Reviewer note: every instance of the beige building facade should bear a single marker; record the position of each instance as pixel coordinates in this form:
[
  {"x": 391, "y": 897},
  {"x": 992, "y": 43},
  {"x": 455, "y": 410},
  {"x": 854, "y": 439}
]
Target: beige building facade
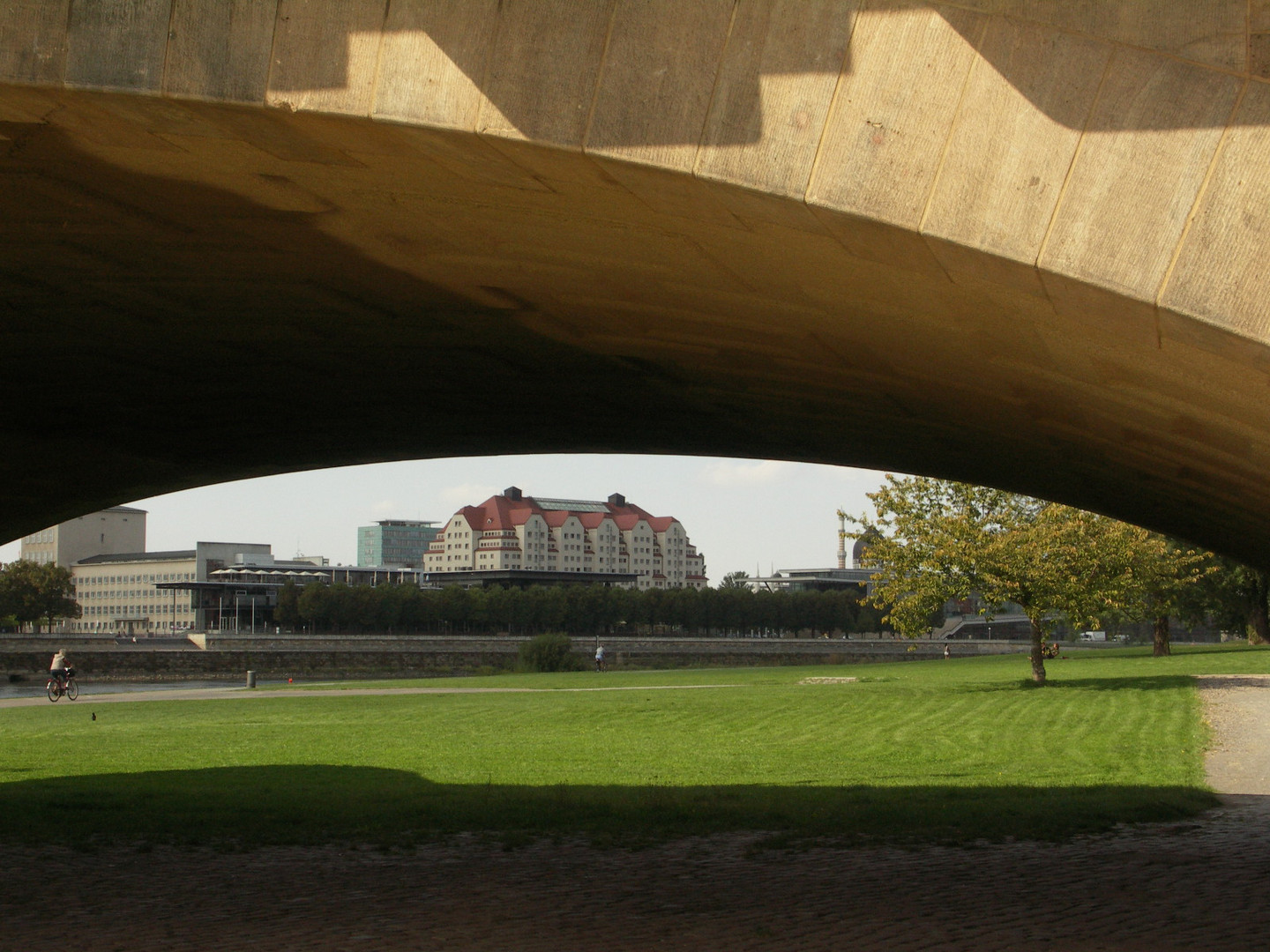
[
  {"x": 513, "y": 532},
  {"x": 118, "y": 593},
  {"x": 109, "y": 531}
]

====

REQUIRED WORK: Reproduce the entries above with each occurrence of "beige building facade" swapped for "gray stone facade" and nothing else altered, omitting the pictures.

RESULT OF THIS TASK:
Reviewer note: every instance of the gray stone facade should bear a single marker; record the position of each instance as pixel coordinates in this form:
[
  {"x": 391, "y": 897},
  {"x": 992, "y": 43},
  {"x": 455, "y": 410},
  {"x": 854, "y": 439}
]
Target: gray stone facade
[
  {"x": 513, "y": 532},
  {"x": 118, "y": 593},
  {"x": 109, "y": 531}
]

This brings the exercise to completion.